### [Your goal]
Copy the lines starting at the one containing "For the photo above, indicate every instance of the flask neck" and ending at the one containing "column 180, row 173", replacing "pin" with "marker" and leaving everything else unchanged.

### [Pointing and labeling records]
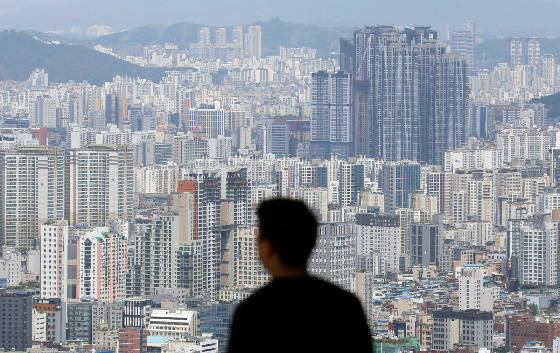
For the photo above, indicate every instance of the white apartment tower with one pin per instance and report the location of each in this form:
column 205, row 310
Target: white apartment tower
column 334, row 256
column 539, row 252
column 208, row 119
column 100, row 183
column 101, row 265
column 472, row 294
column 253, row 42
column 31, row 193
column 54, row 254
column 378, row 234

---

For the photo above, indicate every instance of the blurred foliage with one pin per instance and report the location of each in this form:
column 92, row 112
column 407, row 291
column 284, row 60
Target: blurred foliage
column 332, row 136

==

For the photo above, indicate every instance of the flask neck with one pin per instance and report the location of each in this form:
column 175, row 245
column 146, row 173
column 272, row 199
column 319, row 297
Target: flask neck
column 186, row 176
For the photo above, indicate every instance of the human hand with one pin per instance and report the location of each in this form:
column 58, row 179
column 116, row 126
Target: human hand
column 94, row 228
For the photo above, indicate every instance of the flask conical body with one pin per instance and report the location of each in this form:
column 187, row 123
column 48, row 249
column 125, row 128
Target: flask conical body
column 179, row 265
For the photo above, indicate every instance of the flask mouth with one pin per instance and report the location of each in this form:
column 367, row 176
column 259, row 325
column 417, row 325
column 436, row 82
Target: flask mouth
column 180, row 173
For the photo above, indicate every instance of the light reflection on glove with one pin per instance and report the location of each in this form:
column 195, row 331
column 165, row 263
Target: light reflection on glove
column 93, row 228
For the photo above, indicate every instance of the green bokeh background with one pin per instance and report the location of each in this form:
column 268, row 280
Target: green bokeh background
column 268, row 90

### [The solution]
For the photo above, indicate every instance of the flask neck with one marker per instance and report the location of each in this form:
column 175, row 245
column 146, row 173
column 272, row 199
column 319, row 297
Target: flask neck
column 186, row 176
For the photo above, indicate every instance of the human hand with one marker per instance and report the location of each in this form:
column 58, row 179
column 116, row 126
Target: human hand
column 94, row 228
For the photo above, indicate every instance of the flask conical body with one marker per instance and report the location of each in this form:
column 187, row 123
column 48, row 249
column 125, row 128
Target: flask conical body
column 179, row 265
For the photo above, indicate every instance of the flask mouth with one marker per instance and report the location of each in this form:
column 367, row 176
column 259, row 325
column 417, row 325
column 436, row 82
Target: flask mouth
column 180, row 173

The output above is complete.